TEXTE DE L'EXERCICE:
►

Retour sur une féministe oubliée
Hélène Frouard est historienne et journaliste, elle publie un ouvrage sur une femme née en Guadeloupe, sage-femme, féministe qui fut à l’origine du premier centre de planning familial outre-mer et participa activement au mouvement « Choisir la cause des femmes » (animé en particulier par Gisèle Halimi). Jacquelin Manicom n’est pas une militante « ordinaire », au sens où l’entendent les historiens et les politistes, puisqu’elle a témoigné avec force lors du procès de Bobigny, a publié des romans et fut interviewée à plusieurs reprises par des médias. Mais moins célèbre et moins dotée en capital culturel, elle est restée au second plan et est un peu oubliée de nos jours. D’autant plus peut-être, qu’issue des Antilles, elle vivait avec douleur le regard de nombre de ses contemporains sur sa couleur de peau. Autant d‘éléments qui font l’intérêt de l’ouvrage.

◄

OBJECTIF DE L'EXERCICE: Rédigez la suite du compte rendu ci-dessus sur une féministe oubliée, en reprenant après sa dernière phrase.

[Lignes d'un jeu de données]
►

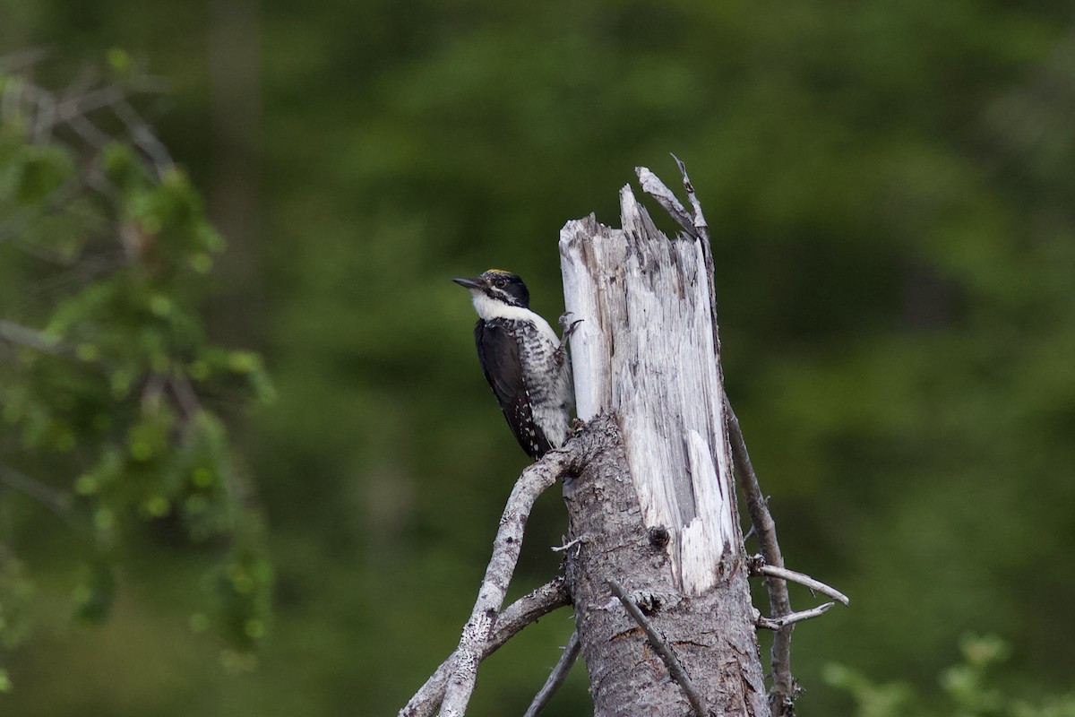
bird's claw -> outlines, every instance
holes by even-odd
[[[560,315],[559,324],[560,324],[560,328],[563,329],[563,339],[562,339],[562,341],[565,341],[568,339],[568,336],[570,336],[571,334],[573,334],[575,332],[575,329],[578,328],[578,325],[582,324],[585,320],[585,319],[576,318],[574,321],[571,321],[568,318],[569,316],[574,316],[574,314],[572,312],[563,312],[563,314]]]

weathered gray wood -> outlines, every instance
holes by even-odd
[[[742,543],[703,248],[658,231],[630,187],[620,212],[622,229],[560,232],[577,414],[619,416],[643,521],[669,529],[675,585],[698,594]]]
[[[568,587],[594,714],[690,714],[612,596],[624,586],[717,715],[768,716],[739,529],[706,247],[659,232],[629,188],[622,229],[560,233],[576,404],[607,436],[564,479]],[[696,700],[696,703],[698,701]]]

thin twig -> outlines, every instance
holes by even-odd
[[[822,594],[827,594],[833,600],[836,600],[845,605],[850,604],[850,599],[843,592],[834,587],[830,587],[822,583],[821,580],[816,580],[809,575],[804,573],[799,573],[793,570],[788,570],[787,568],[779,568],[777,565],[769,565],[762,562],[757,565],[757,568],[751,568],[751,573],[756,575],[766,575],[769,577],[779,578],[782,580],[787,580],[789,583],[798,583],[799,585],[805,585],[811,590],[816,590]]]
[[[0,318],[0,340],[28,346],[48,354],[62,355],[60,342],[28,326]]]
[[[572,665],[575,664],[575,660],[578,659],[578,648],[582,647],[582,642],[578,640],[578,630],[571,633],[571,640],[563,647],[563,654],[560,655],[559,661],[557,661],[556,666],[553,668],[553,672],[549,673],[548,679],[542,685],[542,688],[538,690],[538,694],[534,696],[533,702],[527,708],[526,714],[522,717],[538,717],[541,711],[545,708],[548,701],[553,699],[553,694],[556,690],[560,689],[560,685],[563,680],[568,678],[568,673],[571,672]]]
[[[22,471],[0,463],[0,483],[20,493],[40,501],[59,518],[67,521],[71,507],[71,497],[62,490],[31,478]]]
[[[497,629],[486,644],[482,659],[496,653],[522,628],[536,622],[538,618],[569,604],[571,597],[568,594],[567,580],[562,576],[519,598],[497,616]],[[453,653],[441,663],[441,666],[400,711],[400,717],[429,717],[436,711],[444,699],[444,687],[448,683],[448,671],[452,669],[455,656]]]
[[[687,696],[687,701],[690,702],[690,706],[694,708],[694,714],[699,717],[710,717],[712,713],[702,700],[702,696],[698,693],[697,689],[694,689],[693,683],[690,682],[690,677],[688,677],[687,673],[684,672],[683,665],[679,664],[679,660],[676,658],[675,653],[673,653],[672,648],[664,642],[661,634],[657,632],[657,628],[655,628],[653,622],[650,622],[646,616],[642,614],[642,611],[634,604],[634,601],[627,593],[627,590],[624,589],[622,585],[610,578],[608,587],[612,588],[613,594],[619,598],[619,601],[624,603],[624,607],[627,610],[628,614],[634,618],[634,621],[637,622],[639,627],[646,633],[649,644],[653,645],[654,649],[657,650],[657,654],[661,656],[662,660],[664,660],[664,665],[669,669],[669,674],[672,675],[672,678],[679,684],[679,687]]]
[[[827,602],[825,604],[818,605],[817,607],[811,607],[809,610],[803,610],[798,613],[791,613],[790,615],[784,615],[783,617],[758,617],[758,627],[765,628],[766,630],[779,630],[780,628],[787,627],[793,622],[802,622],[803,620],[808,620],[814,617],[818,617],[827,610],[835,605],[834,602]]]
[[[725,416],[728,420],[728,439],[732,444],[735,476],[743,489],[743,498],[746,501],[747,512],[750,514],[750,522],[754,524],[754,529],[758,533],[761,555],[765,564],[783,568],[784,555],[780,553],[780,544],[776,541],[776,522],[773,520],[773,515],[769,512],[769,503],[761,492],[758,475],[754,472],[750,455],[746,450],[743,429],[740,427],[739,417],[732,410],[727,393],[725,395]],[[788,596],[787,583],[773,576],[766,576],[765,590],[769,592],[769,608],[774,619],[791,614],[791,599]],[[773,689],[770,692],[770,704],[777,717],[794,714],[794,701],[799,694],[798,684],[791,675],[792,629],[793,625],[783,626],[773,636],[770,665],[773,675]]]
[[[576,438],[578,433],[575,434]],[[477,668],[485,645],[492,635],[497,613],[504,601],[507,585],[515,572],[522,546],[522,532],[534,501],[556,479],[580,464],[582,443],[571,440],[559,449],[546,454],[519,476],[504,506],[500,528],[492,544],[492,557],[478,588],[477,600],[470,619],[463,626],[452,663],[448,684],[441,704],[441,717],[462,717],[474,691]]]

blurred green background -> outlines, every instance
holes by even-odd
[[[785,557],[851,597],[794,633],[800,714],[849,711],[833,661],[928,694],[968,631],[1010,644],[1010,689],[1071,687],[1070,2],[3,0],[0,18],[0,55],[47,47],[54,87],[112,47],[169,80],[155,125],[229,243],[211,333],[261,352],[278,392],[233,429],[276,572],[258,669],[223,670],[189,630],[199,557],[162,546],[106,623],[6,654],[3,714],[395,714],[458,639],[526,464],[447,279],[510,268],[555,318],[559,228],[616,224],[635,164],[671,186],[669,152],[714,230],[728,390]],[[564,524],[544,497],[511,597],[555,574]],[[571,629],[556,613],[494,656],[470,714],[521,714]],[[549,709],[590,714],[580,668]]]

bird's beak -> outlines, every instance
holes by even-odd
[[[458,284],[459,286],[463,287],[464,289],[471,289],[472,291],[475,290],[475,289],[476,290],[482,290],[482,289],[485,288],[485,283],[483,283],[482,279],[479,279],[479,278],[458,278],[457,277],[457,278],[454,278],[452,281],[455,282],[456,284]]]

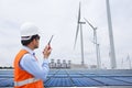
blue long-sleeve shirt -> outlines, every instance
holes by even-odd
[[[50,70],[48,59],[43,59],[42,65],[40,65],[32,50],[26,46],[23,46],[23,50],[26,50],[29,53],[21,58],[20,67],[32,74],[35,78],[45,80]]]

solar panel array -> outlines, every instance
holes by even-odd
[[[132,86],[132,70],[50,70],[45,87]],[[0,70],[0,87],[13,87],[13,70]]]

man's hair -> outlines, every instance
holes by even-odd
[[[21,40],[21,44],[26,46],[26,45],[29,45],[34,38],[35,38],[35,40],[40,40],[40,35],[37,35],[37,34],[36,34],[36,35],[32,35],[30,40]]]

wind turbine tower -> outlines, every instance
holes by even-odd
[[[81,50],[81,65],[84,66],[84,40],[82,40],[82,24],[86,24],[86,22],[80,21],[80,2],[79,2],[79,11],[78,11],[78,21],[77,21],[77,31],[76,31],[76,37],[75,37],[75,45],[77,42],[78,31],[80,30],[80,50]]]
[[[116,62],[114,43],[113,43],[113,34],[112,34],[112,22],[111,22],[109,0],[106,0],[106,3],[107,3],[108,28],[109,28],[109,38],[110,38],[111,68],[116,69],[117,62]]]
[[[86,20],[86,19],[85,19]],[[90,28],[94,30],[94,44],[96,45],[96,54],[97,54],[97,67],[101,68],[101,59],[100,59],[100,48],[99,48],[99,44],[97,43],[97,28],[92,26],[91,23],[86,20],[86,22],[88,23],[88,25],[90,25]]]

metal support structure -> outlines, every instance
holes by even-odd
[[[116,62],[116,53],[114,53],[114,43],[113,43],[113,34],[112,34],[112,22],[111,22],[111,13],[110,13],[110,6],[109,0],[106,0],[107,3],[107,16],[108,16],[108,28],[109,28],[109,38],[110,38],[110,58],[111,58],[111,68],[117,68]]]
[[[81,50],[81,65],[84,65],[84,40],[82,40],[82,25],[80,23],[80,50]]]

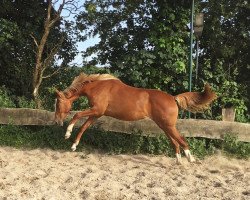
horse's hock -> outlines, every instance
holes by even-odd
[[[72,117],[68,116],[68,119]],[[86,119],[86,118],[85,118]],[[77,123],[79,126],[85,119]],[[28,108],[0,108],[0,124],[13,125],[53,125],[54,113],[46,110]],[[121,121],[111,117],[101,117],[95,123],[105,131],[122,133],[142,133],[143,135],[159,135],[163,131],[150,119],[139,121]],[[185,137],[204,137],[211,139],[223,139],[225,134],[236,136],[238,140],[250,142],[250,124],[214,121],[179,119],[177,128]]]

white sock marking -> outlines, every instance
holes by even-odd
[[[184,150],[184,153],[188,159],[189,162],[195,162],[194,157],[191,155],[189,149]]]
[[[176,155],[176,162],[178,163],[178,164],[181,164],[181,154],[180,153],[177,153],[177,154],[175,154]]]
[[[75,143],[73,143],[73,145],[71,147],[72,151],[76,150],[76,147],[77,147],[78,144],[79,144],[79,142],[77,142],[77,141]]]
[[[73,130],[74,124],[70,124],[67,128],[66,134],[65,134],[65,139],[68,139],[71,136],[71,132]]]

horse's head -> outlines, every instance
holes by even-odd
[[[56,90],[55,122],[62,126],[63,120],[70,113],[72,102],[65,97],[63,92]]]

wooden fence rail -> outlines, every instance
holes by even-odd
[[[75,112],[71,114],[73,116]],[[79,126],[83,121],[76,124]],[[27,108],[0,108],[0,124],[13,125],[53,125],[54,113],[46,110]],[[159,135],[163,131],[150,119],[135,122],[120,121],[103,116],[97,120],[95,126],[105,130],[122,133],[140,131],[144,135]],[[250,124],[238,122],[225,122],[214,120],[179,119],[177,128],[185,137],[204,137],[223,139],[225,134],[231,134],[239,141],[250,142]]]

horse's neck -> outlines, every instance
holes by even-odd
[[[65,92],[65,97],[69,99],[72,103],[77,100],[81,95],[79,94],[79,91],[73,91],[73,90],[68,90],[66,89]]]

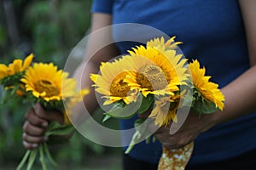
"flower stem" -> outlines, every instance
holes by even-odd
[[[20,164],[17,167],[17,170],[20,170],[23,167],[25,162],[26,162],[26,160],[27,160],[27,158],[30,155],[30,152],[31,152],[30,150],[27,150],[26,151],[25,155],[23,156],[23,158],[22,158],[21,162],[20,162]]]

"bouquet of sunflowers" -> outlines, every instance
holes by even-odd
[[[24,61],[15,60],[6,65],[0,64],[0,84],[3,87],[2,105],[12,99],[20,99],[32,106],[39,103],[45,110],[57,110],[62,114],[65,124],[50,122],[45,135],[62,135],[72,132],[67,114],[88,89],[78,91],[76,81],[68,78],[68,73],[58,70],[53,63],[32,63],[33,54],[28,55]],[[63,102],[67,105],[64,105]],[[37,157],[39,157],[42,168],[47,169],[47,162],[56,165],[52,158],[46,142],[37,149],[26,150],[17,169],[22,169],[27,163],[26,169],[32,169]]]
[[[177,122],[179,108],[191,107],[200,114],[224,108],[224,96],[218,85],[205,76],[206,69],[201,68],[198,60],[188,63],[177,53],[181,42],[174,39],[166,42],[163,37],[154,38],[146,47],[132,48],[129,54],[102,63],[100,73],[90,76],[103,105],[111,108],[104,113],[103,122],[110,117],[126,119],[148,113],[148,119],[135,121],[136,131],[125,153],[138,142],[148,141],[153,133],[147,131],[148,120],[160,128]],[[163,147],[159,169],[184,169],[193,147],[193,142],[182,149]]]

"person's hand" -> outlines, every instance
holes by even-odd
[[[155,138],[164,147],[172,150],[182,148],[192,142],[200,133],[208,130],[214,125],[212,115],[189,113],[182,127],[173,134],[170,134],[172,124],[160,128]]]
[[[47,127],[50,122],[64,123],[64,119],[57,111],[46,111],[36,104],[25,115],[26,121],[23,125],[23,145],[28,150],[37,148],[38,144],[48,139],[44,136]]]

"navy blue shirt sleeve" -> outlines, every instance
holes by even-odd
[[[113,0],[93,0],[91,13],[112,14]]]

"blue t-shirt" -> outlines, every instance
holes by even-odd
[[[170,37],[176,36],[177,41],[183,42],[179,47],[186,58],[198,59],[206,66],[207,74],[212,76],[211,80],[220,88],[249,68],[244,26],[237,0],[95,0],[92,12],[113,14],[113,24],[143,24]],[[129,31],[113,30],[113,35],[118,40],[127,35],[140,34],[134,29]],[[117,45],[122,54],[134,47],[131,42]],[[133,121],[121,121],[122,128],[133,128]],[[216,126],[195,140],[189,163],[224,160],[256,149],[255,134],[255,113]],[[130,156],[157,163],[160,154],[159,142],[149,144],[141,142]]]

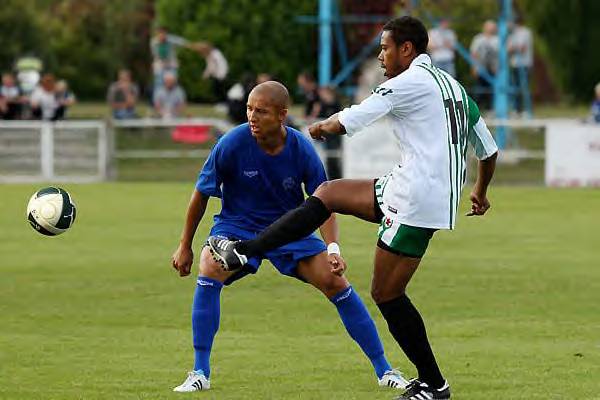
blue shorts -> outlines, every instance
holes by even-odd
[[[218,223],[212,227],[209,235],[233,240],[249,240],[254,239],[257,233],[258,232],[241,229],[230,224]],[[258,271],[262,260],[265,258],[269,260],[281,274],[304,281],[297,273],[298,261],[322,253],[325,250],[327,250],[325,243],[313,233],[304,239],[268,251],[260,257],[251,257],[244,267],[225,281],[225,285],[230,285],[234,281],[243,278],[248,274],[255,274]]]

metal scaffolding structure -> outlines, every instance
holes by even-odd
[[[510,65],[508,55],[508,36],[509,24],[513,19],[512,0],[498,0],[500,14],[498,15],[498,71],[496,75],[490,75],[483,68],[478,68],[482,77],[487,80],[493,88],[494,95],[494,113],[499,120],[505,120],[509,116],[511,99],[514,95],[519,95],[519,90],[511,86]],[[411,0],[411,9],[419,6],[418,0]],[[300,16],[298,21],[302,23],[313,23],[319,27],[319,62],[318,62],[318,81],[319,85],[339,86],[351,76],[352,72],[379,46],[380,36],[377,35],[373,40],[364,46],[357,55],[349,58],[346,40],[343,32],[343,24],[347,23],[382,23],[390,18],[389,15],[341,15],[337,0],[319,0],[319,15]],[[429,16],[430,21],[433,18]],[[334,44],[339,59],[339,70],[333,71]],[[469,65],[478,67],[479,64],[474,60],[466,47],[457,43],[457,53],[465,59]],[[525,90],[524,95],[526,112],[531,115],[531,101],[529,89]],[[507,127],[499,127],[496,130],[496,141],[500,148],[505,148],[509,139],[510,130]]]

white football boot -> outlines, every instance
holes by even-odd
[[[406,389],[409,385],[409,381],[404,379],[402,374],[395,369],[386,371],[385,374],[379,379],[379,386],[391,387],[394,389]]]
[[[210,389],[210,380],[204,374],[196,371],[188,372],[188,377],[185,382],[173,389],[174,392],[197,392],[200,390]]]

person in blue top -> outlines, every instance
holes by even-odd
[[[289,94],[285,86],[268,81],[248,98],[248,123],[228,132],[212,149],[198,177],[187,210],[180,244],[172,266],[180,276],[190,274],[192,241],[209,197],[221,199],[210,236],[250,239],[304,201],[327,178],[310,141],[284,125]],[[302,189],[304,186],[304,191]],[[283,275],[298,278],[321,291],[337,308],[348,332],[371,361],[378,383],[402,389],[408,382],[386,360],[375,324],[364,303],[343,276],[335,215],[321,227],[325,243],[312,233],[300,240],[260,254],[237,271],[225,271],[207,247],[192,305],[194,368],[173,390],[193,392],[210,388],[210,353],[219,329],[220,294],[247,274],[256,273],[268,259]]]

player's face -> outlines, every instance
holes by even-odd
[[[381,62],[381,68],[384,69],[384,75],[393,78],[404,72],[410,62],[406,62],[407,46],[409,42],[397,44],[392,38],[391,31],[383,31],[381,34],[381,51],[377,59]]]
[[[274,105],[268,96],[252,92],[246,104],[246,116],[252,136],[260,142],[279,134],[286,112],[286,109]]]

◄

RÉPONSE:
Devenir une féministe… noire
J. Manicom est née en 1935 à la Guadeloupe dans une île fortement marquée par les inégalités raciales et sociales ainsi que par les multiples oppressions subies par les femmes. Ainsi, elle doit une première fois interrompre sa scolarité pour seconder sa mère et elle voit celle-ci, fatiguée, multiplier les naissances. D’où une politique de restriction des naissances défendue par les pouvoirs publics dans les Antilles alors qu’avant 1967 la pilule était interdite dans l’Hexagone. La jeune femme reprend des études de sage-femme à la Martinique puis part occuper un poste à Paris en 1958. Le travail, la liberté, l’amour… la vie semble lui sourire. Mais très vite, bien que les deux amants travaillent dans le milieu médical, Jacqueline attend un enfant. Or, le père est un médecin, issu de la bourgeoisie, dont la famille n’imagine pas qu’il puisse vivre avec une femme noire. Une solution, si l’on peut dire, est trouvée : un mariage civil est prononcé mais le divorce intervient un an après en 1960. Jacqueline, humiliée, retourne un temps en Guadeloupe. Elle participera avec des militants communistes à la création d’un centre du planning familial sur l’île. Pour elle, la maternité doit être un choix conscient. Elle retourne en France avec son nouveau compagnon, un « métro » militant marxiste, et donne naissance à un deuxième enfant.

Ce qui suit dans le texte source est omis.